__Provided passage__.
>> START
First let me state that Remi is NOT suited to Remus (the character) at all. However, I fear that you have sold the name short, and importantly it would make a reasonable nickname for Remus or according to at least one website is a common Nickname for Remington.


In further defense of Remi it appeares that outside of japanese manga nad anime it does see some use. It is a common male name in France and the authors of at least one website for English baby nemaes wanted to point out that a girl with this name would be thought a boy in france almost universally.

It is also not an uncommon name to see around. "Remi Aubuchon" is an actor who plays in several TV shows including one called summerland (whatever that is but it seems to still be in production).

Lastly:
"The name Remy ranked 7874 out of 88799 (Top 9%) as a surname for males and females of all ages in the 1990 U.S. Census."

I agree that Remuses personality does not make it an approprate name for HIM (well perhaps when he was 6). But, to dismiss it as an inapproprate name of the same order of Seri (which I think is just made up and not even a real name) is I think an over reaction.
dalf From: dalf Date: August 27th, 2005 01:32 am (UTC) (Link)
>> END
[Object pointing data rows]
>> START
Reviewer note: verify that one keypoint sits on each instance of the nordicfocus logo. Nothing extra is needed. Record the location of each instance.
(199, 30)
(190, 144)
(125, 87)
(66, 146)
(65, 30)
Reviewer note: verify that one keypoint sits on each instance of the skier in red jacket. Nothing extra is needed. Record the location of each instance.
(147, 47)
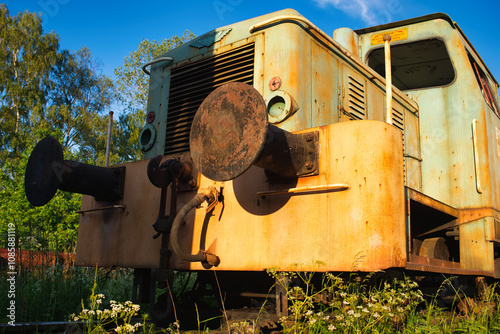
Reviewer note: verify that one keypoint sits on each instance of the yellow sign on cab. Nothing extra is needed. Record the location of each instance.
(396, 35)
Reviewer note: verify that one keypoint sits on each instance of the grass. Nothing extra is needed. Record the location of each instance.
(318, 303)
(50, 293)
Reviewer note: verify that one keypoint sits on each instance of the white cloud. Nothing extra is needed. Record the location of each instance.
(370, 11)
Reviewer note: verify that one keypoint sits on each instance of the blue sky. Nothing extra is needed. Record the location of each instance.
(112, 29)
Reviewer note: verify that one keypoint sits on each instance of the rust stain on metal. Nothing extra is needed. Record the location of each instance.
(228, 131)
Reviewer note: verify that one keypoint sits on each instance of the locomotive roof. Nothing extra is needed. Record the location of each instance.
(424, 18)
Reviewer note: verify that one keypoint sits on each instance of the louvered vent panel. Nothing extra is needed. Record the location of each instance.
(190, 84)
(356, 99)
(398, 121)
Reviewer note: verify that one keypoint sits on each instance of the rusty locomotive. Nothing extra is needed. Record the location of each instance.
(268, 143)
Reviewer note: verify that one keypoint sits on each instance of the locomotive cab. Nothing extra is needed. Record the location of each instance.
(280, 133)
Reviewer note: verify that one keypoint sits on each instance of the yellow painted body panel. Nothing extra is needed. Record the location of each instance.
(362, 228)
>> END
__Directions__.
1. Translate this sentence from the comment about the name Remi into Spanish: "First let me state that Remi is NOT suited to Remus (the character) at all."
2. Filter the records, keeping every line that contains the word "panel" and copying each one in full. Case counts.

__Solutions for each task__.
1. Primero, permítanme decir que Remi NO le queda bien a Remus (el personaje) en absoluto.

2.
Reviewer note: verify that one keypoint sits on each instance of the louvered vent panel. Nothing extra is needed. Record the location of each instance.
Reviewer note: verify that one keypoint sits on each instance of the yellow painted body panel. Nothing extra is needed. Record the location of each instance.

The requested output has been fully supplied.